• _Trecho fornecido_
· · ·
Edição 177 – Agosto 2015
Opinião
Eu sou Não-Governamental
Hoje, cabe vez mais, os jovens se voltam para novas carreiras e novas formas de viver, trabalhar e conviver na sociedade. Já se foi o tempo em que aqueles que queriam mudar o mundo se decidiam por uma carreira política, ou em que aqueles que desejam alcançar riqueza e poder visavam carreiras de longa duração em grandes empresas privadas. Empreendedores privados, tocando pequenos negócios muito dinâmicos, inovadores e lucrativos, e empreendedores sociais à frente de organizações não-governamentais (ONGs) estão mostrando ao mundo que é possível construir novas formas de trabalho e de vida em sociedade, para além do mercado privado ou do espaço governamental. Porém, os desafios para quem decide ser "não-governamental" são muitos.


Um dos grandes desafios nas ONGs hoje, não só no Brasil, mas também em todo o mundo, é que as condições de trabalho não são nada boas. As pessoas trabalham em várias frentes de atividades e se deparam com um cotidiano que parece reforçar a ideia de que os problemas sociais se agravam mais e mais. Por isso, muitos voluntários desistem do trabalho comunitário, pois vão para as ONGs com a perspectiva de tudo mudar rapidamente.
Manter a confiança no futuro é sempre difícil. Assim como a vida, a gestão exige uma renovação cotidiana e não vem pronta nos famosos Manuais de Administração, que têm como contrapartida na vida a literatura rasteira de autoajuda. O mundo é complexo e suas respostas também.
· · ·
[Listagem de dados]

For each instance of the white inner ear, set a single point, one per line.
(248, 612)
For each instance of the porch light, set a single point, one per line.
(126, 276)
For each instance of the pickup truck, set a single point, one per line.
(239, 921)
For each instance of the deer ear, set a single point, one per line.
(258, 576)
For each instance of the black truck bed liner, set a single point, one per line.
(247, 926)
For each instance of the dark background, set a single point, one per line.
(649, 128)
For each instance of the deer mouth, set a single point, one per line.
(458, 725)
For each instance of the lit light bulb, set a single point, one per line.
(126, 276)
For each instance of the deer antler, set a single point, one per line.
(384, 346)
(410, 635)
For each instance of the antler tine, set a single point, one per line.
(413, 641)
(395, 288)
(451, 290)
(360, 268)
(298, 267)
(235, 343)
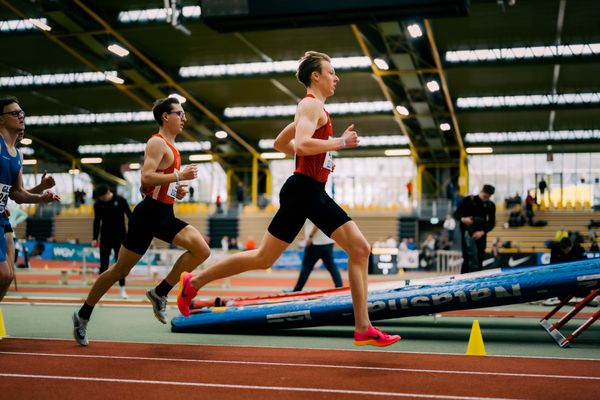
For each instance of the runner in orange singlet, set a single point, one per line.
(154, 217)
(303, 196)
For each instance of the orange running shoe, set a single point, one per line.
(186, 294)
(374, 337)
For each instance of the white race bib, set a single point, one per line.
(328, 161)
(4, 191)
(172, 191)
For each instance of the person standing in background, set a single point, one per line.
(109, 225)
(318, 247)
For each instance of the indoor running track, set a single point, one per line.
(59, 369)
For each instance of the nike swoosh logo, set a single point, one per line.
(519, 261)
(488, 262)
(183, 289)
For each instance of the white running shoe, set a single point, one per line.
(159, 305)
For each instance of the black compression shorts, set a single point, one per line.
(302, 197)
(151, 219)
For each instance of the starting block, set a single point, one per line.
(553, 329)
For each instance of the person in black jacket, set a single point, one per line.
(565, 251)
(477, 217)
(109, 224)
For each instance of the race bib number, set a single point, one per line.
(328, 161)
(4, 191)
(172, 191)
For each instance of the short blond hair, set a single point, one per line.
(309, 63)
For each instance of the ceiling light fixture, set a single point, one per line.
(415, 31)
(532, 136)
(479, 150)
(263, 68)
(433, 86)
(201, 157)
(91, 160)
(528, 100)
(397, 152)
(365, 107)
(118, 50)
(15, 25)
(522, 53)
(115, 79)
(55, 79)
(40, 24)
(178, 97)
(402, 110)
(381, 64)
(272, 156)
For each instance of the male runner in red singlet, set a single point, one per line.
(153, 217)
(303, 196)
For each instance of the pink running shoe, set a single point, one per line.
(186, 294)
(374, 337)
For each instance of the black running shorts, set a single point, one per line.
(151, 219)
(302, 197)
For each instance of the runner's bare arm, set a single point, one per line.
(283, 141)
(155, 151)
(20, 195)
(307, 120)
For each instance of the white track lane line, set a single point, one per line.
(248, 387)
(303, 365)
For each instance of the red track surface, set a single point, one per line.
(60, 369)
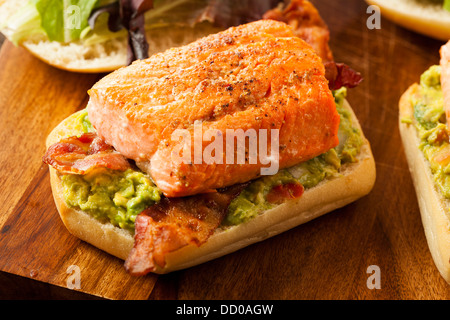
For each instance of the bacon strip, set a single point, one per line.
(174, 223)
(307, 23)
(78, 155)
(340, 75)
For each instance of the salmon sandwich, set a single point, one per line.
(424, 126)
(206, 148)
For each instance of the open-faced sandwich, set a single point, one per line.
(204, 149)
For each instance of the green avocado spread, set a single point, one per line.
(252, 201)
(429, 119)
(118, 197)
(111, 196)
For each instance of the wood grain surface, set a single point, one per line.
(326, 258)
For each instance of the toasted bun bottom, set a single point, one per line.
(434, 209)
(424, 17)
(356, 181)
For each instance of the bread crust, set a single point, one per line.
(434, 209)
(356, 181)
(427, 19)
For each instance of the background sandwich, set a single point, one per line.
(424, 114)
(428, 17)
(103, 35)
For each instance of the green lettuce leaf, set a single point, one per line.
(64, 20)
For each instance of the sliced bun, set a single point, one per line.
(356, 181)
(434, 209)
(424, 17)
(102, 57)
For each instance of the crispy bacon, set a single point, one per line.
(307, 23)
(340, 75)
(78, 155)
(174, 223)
· · ·
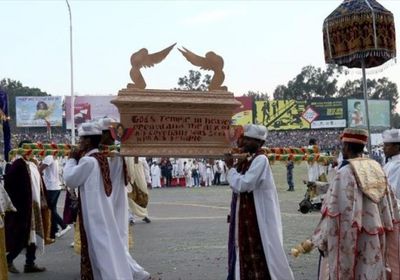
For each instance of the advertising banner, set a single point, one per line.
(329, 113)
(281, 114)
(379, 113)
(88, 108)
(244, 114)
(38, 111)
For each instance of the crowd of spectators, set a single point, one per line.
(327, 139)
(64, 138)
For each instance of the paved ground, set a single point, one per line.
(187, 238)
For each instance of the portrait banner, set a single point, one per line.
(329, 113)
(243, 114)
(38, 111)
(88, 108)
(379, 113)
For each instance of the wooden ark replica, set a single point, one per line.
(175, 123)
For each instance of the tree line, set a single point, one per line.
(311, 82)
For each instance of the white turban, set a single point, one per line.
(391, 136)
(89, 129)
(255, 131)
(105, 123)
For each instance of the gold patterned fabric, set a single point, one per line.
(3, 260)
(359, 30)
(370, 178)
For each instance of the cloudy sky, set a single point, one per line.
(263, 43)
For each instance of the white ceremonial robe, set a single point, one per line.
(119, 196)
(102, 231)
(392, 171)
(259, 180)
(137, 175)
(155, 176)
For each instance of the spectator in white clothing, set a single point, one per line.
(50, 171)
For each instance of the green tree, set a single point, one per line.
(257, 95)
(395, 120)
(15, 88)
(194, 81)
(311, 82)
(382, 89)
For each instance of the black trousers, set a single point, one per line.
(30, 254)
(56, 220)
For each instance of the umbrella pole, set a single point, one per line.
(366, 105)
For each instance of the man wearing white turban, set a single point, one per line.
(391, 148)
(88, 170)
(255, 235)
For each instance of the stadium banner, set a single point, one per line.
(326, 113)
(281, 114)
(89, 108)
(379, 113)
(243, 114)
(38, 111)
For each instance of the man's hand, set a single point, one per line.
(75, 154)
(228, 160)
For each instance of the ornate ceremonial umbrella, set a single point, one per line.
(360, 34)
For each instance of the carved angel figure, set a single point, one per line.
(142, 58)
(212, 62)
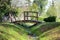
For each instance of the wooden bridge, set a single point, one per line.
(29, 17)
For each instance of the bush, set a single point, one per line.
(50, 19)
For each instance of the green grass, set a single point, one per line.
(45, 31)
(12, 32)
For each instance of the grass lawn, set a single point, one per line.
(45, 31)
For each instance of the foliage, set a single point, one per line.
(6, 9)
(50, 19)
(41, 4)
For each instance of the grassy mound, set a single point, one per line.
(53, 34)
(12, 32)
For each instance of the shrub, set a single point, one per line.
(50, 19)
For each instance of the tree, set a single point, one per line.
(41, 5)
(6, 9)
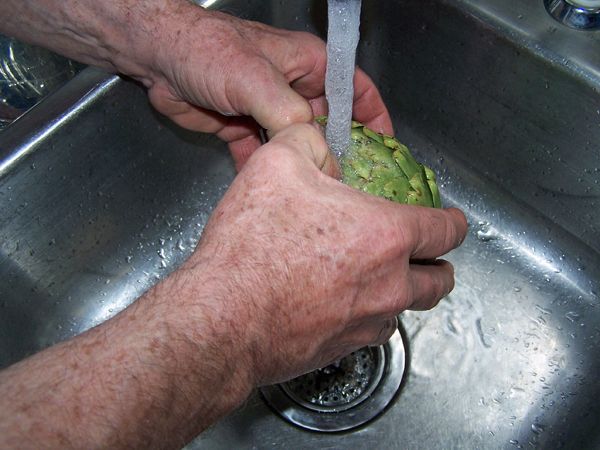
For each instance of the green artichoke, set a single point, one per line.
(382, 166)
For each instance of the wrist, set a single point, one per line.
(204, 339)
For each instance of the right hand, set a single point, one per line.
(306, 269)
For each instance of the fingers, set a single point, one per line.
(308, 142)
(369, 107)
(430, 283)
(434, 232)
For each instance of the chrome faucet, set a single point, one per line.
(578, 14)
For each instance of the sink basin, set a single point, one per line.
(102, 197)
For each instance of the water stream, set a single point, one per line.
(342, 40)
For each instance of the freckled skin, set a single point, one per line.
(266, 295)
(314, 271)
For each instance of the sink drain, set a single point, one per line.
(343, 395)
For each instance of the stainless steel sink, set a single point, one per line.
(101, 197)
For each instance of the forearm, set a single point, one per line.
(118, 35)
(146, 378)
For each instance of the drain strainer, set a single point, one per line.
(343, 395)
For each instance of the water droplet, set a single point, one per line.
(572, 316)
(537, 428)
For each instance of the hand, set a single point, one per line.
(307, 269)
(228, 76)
· · ·
• _O que fazer_
(A) Responda com base no trecho fornecido:
(i) Quem está mostrando ao mundo que é possível construir novas formas de trabalho e de vida em sociedade?
(ii) Por que muitos voluntários desistem do trabalho comunitário?
(iii) Qual é a contrapartida na vida dos "Manuais de Administração"?
(B) Transforme em lista o parágrafo do trecho fornecido que começa com "Um dos grandes desafios nas ONGs hoje", mantendo seus fatos principais.

• _Problemas resolvidos_
(A)
(i) Empreendedores privados, que tocam pequenos negócios muito dinâmicos, inovadores e lucrativos, e empreendedores sociais à frente de ONGs.
(ii) Porque vão para as ONGs com a perspectiva de tudo mudar rapidamente.
(iii) A literatura rasteira de autoajuda.

(B)
- As condições de trabalho nas ONGs não são nada boas, no Brasil e em todo o mundo.
- As pessoas trabalham em várias frentes de atividades.
- O cotidiano parece reforçar a ideia de que os problemas sociais se agravam cada vez mais.
- Muitos voluntários desistem do trabalho comunitário porque chegam às ONGs esperando mudar tudo rapidamente.